==== RECORDS SHOWN
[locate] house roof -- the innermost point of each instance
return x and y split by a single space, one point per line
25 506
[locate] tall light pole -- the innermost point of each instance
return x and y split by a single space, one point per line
========
▸ **EXERCISE GOAL**: Please return every line of the records above unchanged.

▸ **WRITTEN RESPONSE**:
[locate] house roof -- the innermost point of each instance
return x and y split by a single space, one point per line
25 506
[locate] tall light pole -- the innermost point of each instance
return x and y split by a single space, one point per line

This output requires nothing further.